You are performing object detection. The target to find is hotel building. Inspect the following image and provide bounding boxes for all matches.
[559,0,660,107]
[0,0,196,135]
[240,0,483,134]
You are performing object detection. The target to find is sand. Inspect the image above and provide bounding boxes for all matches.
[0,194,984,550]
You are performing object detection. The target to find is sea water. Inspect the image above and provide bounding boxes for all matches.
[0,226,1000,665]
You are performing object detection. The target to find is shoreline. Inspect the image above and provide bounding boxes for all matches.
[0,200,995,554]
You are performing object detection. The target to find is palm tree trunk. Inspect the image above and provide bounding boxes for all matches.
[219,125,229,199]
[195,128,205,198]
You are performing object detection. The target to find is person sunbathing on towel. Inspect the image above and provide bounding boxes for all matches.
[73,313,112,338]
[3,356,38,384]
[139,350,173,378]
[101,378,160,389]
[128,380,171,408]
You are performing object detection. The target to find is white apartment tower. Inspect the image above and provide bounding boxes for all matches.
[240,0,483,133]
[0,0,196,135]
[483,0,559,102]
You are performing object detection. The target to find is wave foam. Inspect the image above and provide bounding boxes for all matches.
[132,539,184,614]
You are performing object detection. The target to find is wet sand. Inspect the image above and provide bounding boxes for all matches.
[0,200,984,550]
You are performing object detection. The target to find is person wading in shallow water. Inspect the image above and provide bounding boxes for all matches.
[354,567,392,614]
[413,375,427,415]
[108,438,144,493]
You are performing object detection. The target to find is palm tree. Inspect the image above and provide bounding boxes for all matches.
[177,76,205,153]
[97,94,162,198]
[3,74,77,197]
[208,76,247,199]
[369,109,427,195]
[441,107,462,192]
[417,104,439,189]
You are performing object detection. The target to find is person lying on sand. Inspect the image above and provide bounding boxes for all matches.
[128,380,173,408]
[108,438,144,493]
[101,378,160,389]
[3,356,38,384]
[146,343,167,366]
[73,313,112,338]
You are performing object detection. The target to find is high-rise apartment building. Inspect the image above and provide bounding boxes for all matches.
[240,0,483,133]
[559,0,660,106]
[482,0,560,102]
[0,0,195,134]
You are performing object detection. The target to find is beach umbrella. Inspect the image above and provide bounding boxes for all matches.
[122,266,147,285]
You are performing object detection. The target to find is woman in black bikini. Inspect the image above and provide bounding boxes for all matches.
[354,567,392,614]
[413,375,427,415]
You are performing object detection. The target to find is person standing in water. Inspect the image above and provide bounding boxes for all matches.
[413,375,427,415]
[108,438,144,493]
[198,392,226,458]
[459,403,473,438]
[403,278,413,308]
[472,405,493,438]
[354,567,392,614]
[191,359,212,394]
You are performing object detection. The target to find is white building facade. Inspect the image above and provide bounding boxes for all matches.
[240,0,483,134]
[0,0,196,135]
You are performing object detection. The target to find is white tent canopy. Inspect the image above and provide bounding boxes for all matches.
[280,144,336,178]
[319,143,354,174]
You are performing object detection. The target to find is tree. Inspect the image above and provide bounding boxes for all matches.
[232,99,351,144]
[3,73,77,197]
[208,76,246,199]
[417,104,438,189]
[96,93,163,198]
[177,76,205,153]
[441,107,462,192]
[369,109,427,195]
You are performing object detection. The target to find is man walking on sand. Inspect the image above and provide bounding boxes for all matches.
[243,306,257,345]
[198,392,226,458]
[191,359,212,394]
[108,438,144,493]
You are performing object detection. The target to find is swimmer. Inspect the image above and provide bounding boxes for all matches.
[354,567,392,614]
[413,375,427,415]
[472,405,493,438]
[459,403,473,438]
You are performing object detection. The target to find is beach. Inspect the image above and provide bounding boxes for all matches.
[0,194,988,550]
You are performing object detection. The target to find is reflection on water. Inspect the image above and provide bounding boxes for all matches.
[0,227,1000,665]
* * * * * * *
= Work instructions =
Set out every line of the material above as a Markdown table with two columns, Row and Text. Number each row, and leave out any blank lines.

= Response =
| Row | Text |
|---|---|
| 1 | You are performing object detection. The target to find is hotel building. Inspect the following image and provide bounding boxes for all matches. |
| 2 | [559,0,660,107] |
| 3 | [0,0,196,135] |
| 4 | [240,0,483,134] |
| 5 | You are performing object detection. The target to find is sand. Inspect the image above and provide bounding boxes for all matches. |
| 6 | [0,194,984,550] |
| 7 | You are performing object detection. The target to find is sea water. Inspect the image above and provide bounding boxes for all matches. |
| 8 | [0,226,1000,665] |
| 9 | You are performing object detection. The target to find is shoreline. Inspect the image above and provide bounding boxes for all matches. |
| 10 | [0,200,995,554] |
| 11 | You are performing object detection. The target to find is palm tree trunk. Inspect the image above and provide bounding boxes for all matches. |
| 12 | [219,125,229,199] |
| 13 | [195,128,205,198] |
| 14 | You are performing object detection. The target to find is person sunbathing on towel. Inspect the image above and provide bounding boxes for all matches. |
| 15 | [73,313,112,338] |
| 16 | [3,356,38,384] |
| 17 | [139,350,173,378] |
| 18 | [101,378,160,389] |
| 19 | [128,380,171,408] |
| 20 | You are performing object detection. The target to find is white apartment tower. Inspect the image above and provide bounding boxes for all matches. |
| 21 | [240,0,483,133] |
| 22 | [0,0,196,135] |
| 23 | [483,0,559,102] |
| 24 | You are performing object detection. The target to find is wave foam. Inspect the image above and provide bounding boxes for all matches. |
| 25 | [132,539,184,614] |
| 26 | You are performing object detection. The target to find is wet sand. Inspect the image above and provide bounding boxes for all matches. |
| 27 | [0,200,984,550] |
| 28 | You are performing object detection. The target to find is person wading in shallow water. Inspect the image above and provide bounding boxes for all matches. |
| 29 | [354,567,392,614] |
| 30 | [413,375,427,415] |
| 31 | [108,438,144,493] |
| 32 | You are performing object detection. The target to find is palm tree. Inspect the image above and provide bounding boxes for all matches. |
| 33 | [177,76,205,153] |
| 34 | [97,94,162,198] |
| 35 | [3,74,77,197] |
| 36 | [208,76,247,199] |
| 37 | [369,109,427,195] |
| 38 | [441,107,462,192] |
| 39 | [417,104,439,189] |
| 40 | You are performing object detection. The target to find is person lying on sand. Inspect the image above and provide bounding boxes for all matches. |
| 41 | [128,380,173,408] |
| 42 | [108,438,144,493] |
| 43 | [101,378,160,389] |
| 44 | [3,356,38,384] |
| 45 | [146,343,167,366] |
| 46 | [73,313,112,338] |
| 47 | You are performing object detection. The target to find is high-rise apartment building. Inspect the image above and provide bounding boxes for all matches. |
| 48 | [240,0,483,133] |
| 49 | [559,0,660,106] |
| 50 | [482,0,560,102] |
| 51 | [0,0,195,134] |
| 52 | You are performing object detection. The target to find is beach umbrella. Inspect the image above and provide bounding boxes for all matches. |
| 53 | [122,266,147,285] |
| 54 | You are performing object detection. The target to find is woman in black bikini. Inspect the image above and provide bounding boxes for all matches. |
| 55 | [354,567,392,614] |
| 56 | [413,375,427,415] |
| 57 | You are performing object detection. The target to find is person standing in water. Inspect the image above and provide bounding boxes for all matches. |
| 58 | [413,375,427,415] |
| 59 | [108,438,144,493] |
| 60 | [198,392,226,458] |
| 61 | [459,403,473,438] |
| 62 | [403,278,413,308] |
| 63 | [472,405,493,438] |
| 64 | [354,567,392,614] |
| 65 | [191,359,212,394] |
| 66 | You are performing object detection. The target to find is white building facade. Inspect the image above and provide bounding boxes for all matches. |
| 67 | [240,0,483,134] |
| 68 | [0,0,196,135] |
| 69 | You are performing object detection. The target to find is white tent canopy. Inspect the image above and provide bounding boxes for all matches. |
| 70 | [280,144,336,178] |
| 71 | [319,143,354,174] |
| 72 | You are performing object detection. The target to find is tree. Inspect the image above and provide bounding boxes for all matches. |
| 73 | [232,99,351,144] |
| 74 | [3,73,77,197] |
| 75 | [208,76,246,199] |
| 76 | [417,104,438,189] |
| 77 | [96,93,163,198] |
| 78 | [177,76,205,153] |
| 79 | [441,107,462,192] |
| 80 | [369,109,427,195] |
| 81 | You are performing object detection. The target to find is man walking on sand. Inspect the image above and provide bounding boxes for all matches. |
| 82 | [243,306,257,345] |
| 83 | [198,392,226,458] |
| 84 | [191,359,212,394] |
| 85 | [108,438,144,493] |
| 86 | You are performing object detection. The target to find is swimmer. Inspect the image above and provide bounding boxes for all matches. |
| 87 | [354,567,392,614] |
| 88 | [413,375,427,415] |
| 89 | [472,405,493,438] |
| 90 | [459,403,473,438] |
| 91 | You are performing object detection. The target to find is beach. Inspect the image above and provide bounding boxes for all matches. |
| 92 | [0,194,988,550] |
| 93 | You are performing object detection. The target to find is reflection on water. Inspect the image above and provide bounding boxes for all matches. |
| 94 | [0,227,1000,665] |